Dataset records about object locations:
[start]

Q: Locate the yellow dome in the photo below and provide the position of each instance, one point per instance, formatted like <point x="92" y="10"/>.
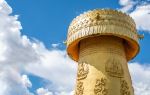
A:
<point x="102" y="22"/>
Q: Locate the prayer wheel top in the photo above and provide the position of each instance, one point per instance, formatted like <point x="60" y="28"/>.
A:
<point x="104" y="22"/>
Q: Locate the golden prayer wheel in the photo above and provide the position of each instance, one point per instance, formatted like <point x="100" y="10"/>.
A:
<point x="102" y="42"/>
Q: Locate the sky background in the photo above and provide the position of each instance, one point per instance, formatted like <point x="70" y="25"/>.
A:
<point x="33" y="60"/>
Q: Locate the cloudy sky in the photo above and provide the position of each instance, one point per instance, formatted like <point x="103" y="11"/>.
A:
<point x="33" y="60"/>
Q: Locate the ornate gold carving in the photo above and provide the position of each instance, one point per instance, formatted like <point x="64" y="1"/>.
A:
<point x="124" y="88"/>
<point x="114" y="68"/>
<point x="83" y="70"/>
<point x="80" y="88"/>
<point x="100" y="87"/>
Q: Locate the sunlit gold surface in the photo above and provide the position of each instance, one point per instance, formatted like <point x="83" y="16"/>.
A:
<point x="102" y="22"/>
<point x="102" y="42"/>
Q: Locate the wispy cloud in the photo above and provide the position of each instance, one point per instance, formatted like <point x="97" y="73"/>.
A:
<point x="20" y="56"/>
<point x="139" y="10"/>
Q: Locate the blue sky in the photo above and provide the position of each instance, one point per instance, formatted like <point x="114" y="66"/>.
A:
<point x="44" y="24"/>
<point x="48" y="21"/>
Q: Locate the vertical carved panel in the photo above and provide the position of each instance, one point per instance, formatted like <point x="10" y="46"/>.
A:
<point x="83" y="71"/>
<point x="80" y="88"/>
<point x="114" y="68"/>
<point x="124" y="88"/>
<point x="100" y="87"/>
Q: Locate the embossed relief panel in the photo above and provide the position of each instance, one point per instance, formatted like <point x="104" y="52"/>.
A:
<point x="83" y="71"/>
<point x="114" y="68"/>
<point x="80" y="88"/>
<point x="100" y="87"/>
<point x="124" y="88"/>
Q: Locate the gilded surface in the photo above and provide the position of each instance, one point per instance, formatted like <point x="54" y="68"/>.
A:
<point x="114" y="68"/>
<point x="83" y="70"/>
<point x="101" y="18"/>
<point x="102" y="22"/>
<point x="80" y="88"/>
<point x="100" y="87"/>
<point x="124" y="88"/>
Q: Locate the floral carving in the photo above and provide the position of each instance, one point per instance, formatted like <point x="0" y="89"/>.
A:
<point x="124" y="88"/>
<point x="83" y="70"/>
<point x="100" y="87"/>
<point x="114" y="68"/>
<point x="79" y="89"/>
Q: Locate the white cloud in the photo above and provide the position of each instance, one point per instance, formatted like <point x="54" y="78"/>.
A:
<point x="141" y="15"/>
<point x="55" y="45"/>
<point x="139" y="10"/>
<point x="56" y="67"/>
<point x="25" y="81"/>
<point x="19" y="54"/>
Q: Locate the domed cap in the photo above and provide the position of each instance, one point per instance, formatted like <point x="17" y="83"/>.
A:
<point x="102" y="22"/>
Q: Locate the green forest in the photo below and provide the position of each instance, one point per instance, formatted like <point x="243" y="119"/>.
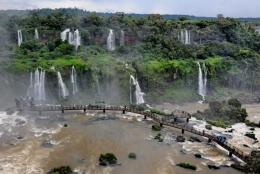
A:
<point x="153" y="50"/>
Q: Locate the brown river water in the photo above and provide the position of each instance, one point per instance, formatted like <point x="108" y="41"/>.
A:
<point x="33" y="144"/>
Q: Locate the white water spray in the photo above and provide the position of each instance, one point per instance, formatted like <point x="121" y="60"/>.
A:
<point x="202" y="82"/>
<point x="74" y="38"/>
<point x="111" y="41"/>
<point x="74" y="80"/>
<point x="122" y="38"/>
<point x="36" y="35"/>
<point x="138" y="93"/>
<point x="64" y="34"/>
<point x="20" y="37"/>
<point x="63" y="91"/>
<point x="39" y="84"/>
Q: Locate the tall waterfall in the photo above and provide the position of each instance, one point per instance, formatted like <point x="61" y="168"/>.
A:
<point x="36" y="35"/>
<point x="20" y="37"/>
<point x="122" y="38"/>
<point x="63" y="91"/>
<point x="74" y="80"/>
<point x="39" y="85"/>
<point x="111" y="41"/>
<point x="96" y="83"/>
<point x="138" y="93"/>
<point x="31" y="86"/>
<point x="202" y="81"/>
<point x="74" y="38"/>
<point x="64" y="34"/>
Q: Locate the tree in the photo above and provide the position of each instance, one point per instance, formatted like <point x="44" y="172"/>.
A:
<point x="253" y="165"/>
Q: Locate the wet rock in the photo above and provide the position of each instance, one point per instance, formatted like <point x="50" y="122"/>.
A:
<point x="82" y="161"/>
<point x="180" y="139"/>
<point x="182" y="151"/>
<point x="245" y="145"/>
<point x="20" y="137"/>
<point x="47" y="143"/>
<point x="214" y="167"/>
<point x="21" y="122"/>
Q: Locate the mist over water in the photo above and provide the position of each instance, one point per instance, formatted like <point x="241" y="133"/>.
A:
<point x="45" y="144"/>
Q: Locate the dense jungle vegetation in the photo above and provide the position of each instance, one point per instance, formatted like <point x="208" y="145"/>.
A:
<point x="166" y="68"/>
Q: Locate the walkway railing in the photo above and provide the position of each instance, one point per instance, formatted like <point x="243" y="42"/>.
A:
<point x="163" y="120"/>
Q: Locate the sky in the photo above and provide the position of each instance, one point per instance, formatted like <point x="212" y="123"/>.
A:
<point x="208" y="8"/>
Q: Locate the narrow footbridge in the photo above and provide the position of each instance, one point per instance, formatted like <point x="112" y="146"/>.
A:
<point x="162" y="120"/>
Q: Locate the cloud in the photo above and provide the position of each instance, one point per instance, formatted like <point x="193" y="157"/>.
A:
<point x="231" y="8"/>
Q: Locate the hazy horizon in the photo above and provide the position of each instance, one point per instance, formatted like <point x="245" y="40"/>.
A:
<point x="203" y="8"/>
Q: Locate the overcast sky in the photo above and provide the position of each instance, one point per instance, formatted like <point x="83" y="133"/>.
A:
<point x="210" y="8"/>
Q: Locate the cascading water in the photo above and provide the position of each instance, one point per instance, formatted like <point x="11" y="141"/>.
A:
<point x="36" y="35"/>
<point x="122" y="38"/>
<point x="202" y="82"/>
<point x="64" y="34"/>
<point x="39" y="85"/>
<point x="138" y="94"/>
<point x="111" y="41"/>
<point x="74" y="80"/>
<point x="96" y="83"/>
<point x="31" y="86"/>
<point x="182" y="37"/>
<point x="74" y="38"/>
<point x="20" y="37"/>
<point x="63" y="91"/>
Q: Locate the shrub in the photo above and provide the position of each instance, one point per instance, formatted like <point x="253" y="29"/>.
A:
<point x="132" y="155"/>
<point x="197" y="155"/>
<point x="156" y="127"/>
<point x="187" y="166"/>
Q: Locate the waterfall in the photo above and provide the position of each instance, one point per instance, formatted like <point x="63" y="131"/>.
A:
<point x="111" y="41"/>
<point x="39" y="85"/>
<point x="64" y="34"/>
<point x="202" y="82"/>
<point x="186" y="37"/>
<point x="63" y="91"/>
<point x="182" y="37"/>
<point x="20" y="37"/>
<point x="36" y="35"/>
<point x="74" y="38"/>
<point x="31" y="85"/>
<point x="138" y="93"/>
<point x="97" y="83"/>
<point x="122" y="38"/>
<point x="74" y="80"/>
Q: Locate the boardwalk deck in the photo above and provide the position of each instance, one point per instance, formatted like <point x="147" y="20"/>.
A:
<point x="163" y="120"/>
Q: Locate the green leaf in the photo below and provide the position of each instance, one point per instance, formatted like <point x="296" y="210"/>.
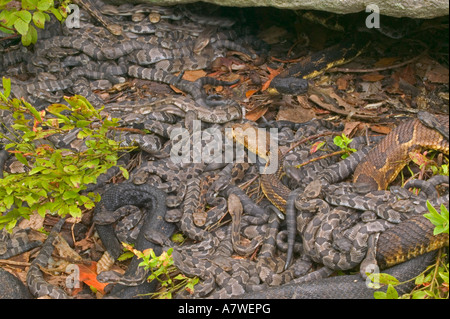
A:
<point x="124" y="172"/>
<point x="29" y="4"/>
<point x="69" y="195"/>
<point x="441" y="221"/>
<point x="24" y="15"/>
<point x="39" y="19"/>
<point x="74" y="211"/>
<point x="76" y="180"/>
<point x="21" y="27"/>
<point x="419" y="295"/>
<point x="36" y="170"/>
<point x="56" y="13"/>
<point x="391" y="293"/>
<point x="30" y="37"/>
<point x="444" y="276"/>
<point x="21" y="158"/>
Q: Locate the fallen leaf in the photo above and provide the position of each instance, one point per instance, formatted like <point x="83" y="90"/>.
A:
<point x="342" y="83"/>
<point x="372" y="77"/>
<point x="256" y="113"/>
<point x="249" y="93"/>
<point x="272" y="73"/>
<point x="420" y="159"/>
<point x="438" y="74"/>
<point x="316" y="146"/>
<point x="88" y="275"/>
<point x="380" y="129"/>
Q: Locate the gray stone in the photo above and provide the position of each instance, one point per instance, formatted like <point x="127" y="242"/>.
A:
<point x="406" y="8"/>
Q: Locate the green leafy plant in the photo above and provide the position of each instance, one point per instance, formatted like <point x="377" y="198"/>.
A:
<point x="54" y="177"/>
<point x="439" y="220"/>
<point x="164" y="271"/>
<point x="17" y="16"/>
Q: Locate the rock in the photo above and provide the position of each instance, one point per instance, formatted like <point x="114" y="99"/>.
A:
<point x="406" y="8"/>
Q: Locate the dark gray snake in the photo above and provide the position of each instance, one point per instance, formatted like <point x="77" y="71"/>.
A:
<point x="152" y="201"/>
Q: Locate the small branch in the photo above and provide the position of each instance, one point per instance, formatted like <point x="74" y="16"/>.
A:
<point x="321" y="157"/>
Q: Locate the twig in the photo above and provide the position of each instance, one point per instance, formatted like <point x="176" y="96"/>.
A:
<point x="15" y="263"/>
<point x="308" y="139"/>
<point x="390" y="67"/>
<point x="321" y="157"/>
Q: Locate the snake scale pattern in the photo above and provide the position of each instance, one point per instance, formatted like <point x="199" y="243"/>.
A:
<point x="342" y="225"/>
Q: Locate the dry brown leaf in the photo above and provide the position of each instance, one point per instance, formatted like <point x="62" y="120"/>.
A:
<point x="373" y="77"/>
<point x="273" y="73"/>
<point x="256" y="113"/>
<point x="385" y="62"/>
<point x="298" y="114"/>
<point x="249" y="93"/>
<point x="438" y="74"/>
<point x="342" y="83"/>
<point x="350" y="128"/>
<point x="380" y="129"/>
<point x="193" y="75"/>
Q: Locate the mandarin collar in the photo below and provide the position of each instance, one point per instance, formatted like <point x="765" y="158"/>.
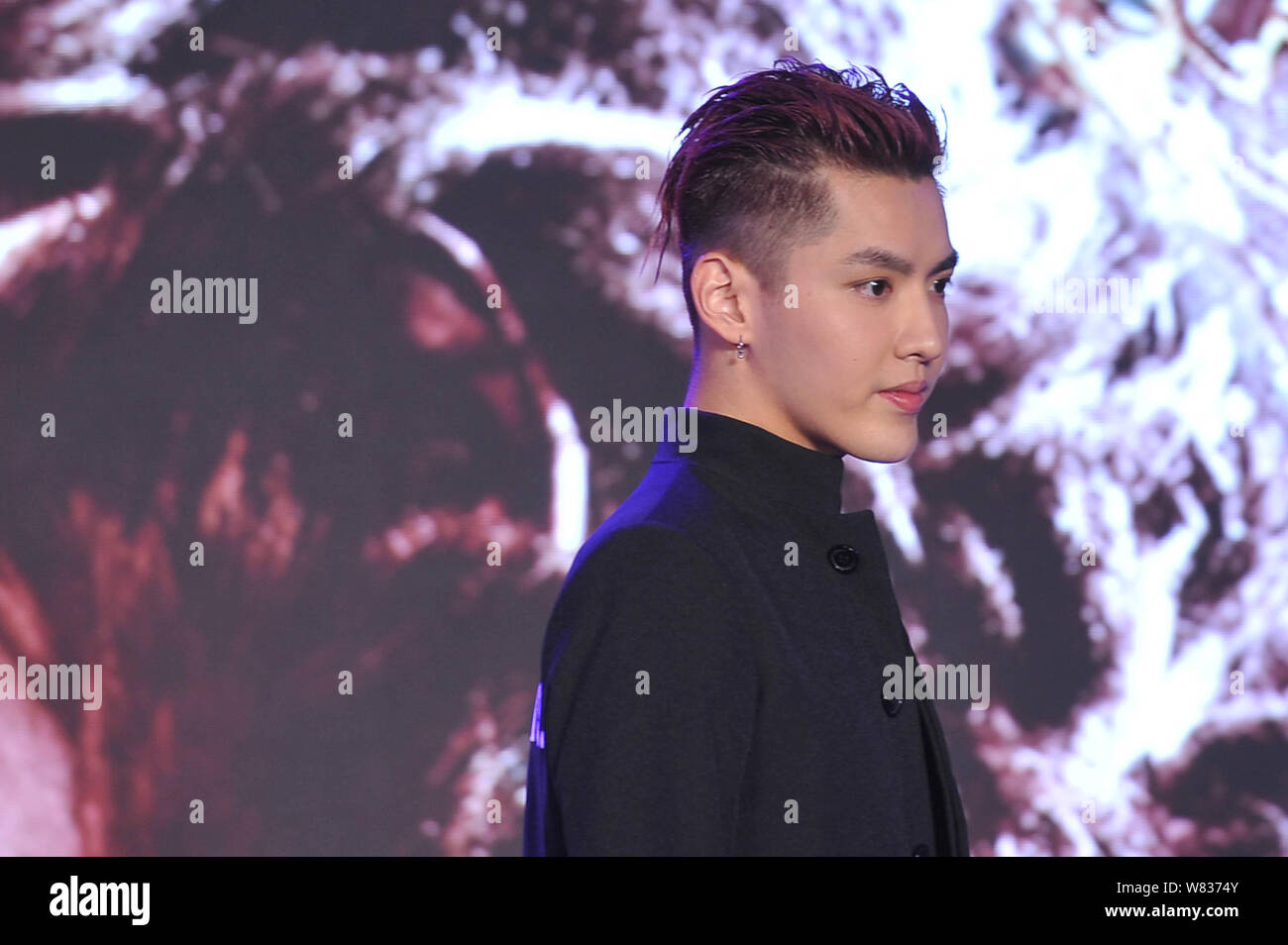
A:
<point x="763" y="464"/>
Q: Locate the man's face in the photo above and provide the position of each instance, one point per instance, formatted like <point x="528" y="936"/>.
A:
<point x="871" y="316"/>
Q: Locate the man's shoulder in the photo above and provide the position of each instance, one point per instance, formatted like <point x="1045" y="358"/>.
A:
<point x="669" y="523"/>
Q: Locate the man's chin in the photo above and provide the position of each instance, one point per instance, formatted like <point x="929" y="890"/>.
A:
<point x="889" y="450"/>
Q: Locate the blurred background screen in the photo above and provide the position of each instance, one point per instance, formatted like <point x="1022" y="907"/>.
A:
<point x="313" y="541"/>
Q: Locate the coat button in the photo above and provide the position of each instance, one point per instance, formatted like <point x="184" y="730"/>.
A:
<point x="842" y="558"/>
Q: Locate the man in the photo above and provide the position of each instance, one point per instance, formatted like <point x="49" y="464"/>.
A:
<point x="712" y="670"/>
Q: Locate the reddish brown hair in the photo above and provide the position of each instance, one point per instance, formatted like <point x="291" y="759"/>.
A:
<point x="746" y="179"/>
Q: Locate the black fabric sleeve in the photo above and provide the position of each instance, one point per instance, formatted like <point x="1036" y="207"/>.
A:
<point x="651" y="699"/>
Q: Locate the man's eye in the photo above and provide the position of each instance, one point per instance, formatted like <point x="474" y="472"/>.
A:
<point x="884" y="286"/>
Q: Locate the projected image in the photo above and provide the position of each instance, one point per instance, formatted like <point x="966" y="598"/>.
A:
<point x="304" y="310"/>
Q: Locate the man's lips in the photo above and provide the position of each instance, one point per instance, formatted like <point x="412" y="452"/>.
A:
<point x="907" y="400"/>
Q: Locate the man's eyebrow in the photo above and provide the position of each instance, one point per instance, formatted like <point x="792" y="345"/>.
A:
<point x="884" y="259"/>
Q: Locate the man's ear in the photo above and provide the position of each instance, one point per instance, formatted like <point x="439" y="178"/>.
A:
<point x="721" y="288"/>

[end]

Copy out every line from the one containing "Q: Locate the blurred" to the end of the material, both ends included.

__FINAL ANSWER__
Q: Locate the blurred background screen in the photo above and provide the position of each instance, one point per instance, formatted like <point x="1022" y="907"/>.
A:
<point x="313" y="541"/>
Q: Locate the coat button in the photo above and provide the position of each instance, one point per instance, formatted like <point x="184" y="730"/>.
A:
<point x="842" y="558"/>
Q: Locate the man in the photo above and provide the position of each instance, one point per instance, formatted like <point x="49" y="464"/>.
A:
<point x="712" y="670"/>
Q: Locate the reddish brown hair in the photo above and provide the position of each instance, one point per instance, formatted like <point x="291" y="759"/>.
A:
<point x="746" y="179"/>
Q: Locate the black fabric sleeve in the photo above and provide the position of each instance, one point per instance, formatted like <point x="1036" y="207"/>.
A:
<point x="651" y="699"/>
Q: Locate the man's eye in the photo above and provide the position of each instance, one point per instance, formatted like <point x="474" y="472"/>.
A:
<point x="884" y="286"/>
Q: Locate the projected image in the photo above and provide the position of each instance, one point per instance, formatted like <point x="966" y="598"/>.
A:
<point x="304" y="310"/>
Q: Locate the man's lips in the photo above and provide the position of each instance, one point per instance, formatted like <point x="412" y="452"/>.
A:
<point x="907" y="400"/>
Q: Locate the man's eyebrow in the photo above and provide the position of each instance, one point per instance, formatted like <point x="792" y="345"/>.
A:
<point x="884" y="259"/>
Q: Locate the man's ear in the photo above and provide the position of each instance, one point per instance, formatted like <point x="439" y="178"/>.
A:
<point x="721" y="288"/>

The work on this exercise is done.